__What the task requires__
Write each entry out again exactly, with nothing omitted.

◇ ◇ ◇ ◇ ◇ ◇ ◇

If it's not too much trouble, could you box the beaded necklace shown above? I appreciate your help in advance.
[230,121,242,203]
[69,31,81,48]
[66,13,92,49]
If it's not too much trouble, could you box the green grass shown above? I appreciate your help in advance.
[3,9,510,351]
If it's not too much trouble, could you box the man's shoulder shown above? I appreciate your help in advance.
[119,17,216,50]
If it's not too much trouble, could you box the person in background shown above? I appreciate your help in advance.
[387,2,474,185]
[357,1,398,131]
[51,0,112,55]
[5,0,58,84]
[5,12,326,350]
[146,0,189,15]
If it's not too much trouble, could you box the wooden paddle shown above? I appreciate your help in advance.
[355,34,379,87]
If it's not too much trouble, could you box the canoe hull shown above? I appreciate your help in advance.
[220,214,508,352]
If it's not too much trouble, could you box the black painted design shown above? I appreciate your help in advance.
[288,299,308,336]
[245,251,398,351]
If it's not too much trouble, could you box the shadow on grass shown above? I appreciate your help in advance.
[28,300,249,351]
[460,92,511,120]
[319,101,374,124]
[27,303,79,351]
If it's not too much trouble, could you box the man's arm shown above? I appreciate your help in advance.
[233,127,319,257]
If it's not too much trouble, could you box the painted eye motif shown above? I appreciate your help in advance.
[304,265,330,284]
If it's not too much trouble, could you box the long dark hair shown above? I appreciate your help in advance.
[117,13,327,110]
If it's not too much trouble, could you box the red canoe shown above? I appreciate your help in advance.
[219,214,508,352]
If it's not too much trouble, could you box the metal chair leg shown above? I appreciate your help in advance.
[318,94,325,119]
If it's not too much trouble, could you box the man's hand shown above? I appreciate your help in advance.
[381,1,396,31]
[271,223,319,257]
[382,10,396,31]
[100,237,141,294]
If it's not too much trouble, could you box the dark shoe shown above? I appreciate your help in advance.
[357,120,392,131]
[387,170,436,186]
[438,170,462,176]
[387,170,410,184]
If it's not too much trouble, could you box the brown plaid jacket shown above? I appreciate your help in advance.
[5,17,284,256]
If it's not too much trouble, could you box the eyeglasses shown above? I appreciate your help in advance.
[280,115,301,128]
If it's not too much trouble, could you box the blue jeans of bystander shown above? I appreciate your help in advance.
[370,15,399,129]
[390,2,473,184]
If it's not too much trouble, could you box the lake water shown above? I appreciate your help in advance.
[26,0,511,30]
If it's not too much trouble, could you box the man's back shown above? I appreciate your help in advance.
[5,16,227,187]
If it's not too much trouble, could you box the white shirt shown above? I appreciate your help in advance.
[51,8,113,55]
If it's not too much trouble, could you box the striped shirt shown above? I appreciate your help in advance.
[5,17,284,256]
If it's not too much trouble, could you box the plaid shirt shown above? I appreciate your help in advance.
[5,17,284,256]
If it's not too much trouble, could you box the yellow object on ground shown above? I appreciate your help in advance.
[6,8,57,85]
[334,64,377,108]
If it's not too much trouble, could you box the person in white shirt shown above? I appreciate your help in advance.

◇ ◇ ◇ ◇ ◇ ◇ ◇

__Solution to this task__
If it's not too much trouble, could you box the beaded necklace shown above? I appreciate your help in advance.
[230,121,242,203]
[69,31,81,48]
[66,13,92,49]
If it's not too much trouble, could you box the green grass shown above? I appreciate your help in advance.
[3,9,510,351]
If it's not too much trouble, could you box the man's shoulder shown above? I appreciate your help in advance.
[119,17,216,50]
If it's not too much trouble, could you box the person in background shown above? I appreciate your help in advance.
[387,2,474,185]
[357,1,398,131]
[51,0,112,55]
[5,0,58,84]
[5,12,326,350]
[146,0,189,15]
If it's not too much trouble, could you box the wooden paddle shown above? I appreciate your help in advance.
[355,34,379,87]
If it's not too much trouble, could you box the canoe hull shown above? I appreciate your help in advance.
[220,214,508,352]
If it's not too much trouble, could you box the black painted design shown above? I appreciate your help in advance.
[288,299,308,336]
[245,251,398,351]
If it's not too much trouble, could you box the shadow on grass shown above? I appreciate your help in advance.
[28,300,249,351]
[460,92,511,120]
[319,101,374,124]
[27,303,79,351]
If it's not too much trouble, could you box the man's arm shown above? I appreciate your help in advance.
[233,127,319,257]
If it's not too much trouble, could you box the painted eye motif shown above? I appreciate your help in advance.
[304,265,330,284]
If it's not too much trouble, could you box the long dark hair shown above? I appreciate your help in advance.
[117,13,327,110]
If it's not too much trouble, could you box the red canoe shown above? I appreciate your help in advance.
[219,214,508,352]
If it's not too much trouble, could you box the metal chair leg shown above? I appreciate your help in advance.
[318,94,325,119]
If it's not too much trouble, could you box the man's hand shown above? I appreciate your help in advance.
[381,1,396,31]
[271,223,319,257]
[382,10,396,31]
[100,237,141,294]
If it's not too much trouble, could you box the dark shoe shown above? I appreciate your help in advance.
[357,120,392,131]
[387,170,436,186]
[438,170,462,176]
[387,170,410,184]
If it's not too much trouble, could you box the brown plaid jacket shown above? I appreciate your help in advance.
[5,17,284,256]
If it's not too much trouble, could you box the eyeglasses shown above? I appreciate your help in advance.
[280,115,301,128]
If it's not too much trouble, could you box the blue jeans of bystander shown above? I appreciate your help in advance.
[370,15,399,129]
[390,2,473,184]
If it's not too much trouble, could you box the lake water shown above? I appreciate your help in advance.
[26,0,511,30]
If it's not too much trouble, could you box the man's back shown above? I appreciate your help in advance.
[5,16,227,187]
If it's not too much trouble, could you box the white shirt shown above? I appreciate your help in advance.
[51,8,113,55]
If it's not too much trouble, could you box the striped shirt shown above? I appreciate your help in advance.
[5,17,284,256]
If it's not too much trouble, could you box the plaid shirt shown above? I appreciate your help in advance.
[5,17,284,256]
If it's not too much trouble, could you box the yellow object on ground shown above? I appreciate your help in advance.
[6,8,57,85]
[334,64,377,108]
If it's not too much trouble, could you box the person in white shirt shown above? I appreciate your help in advance.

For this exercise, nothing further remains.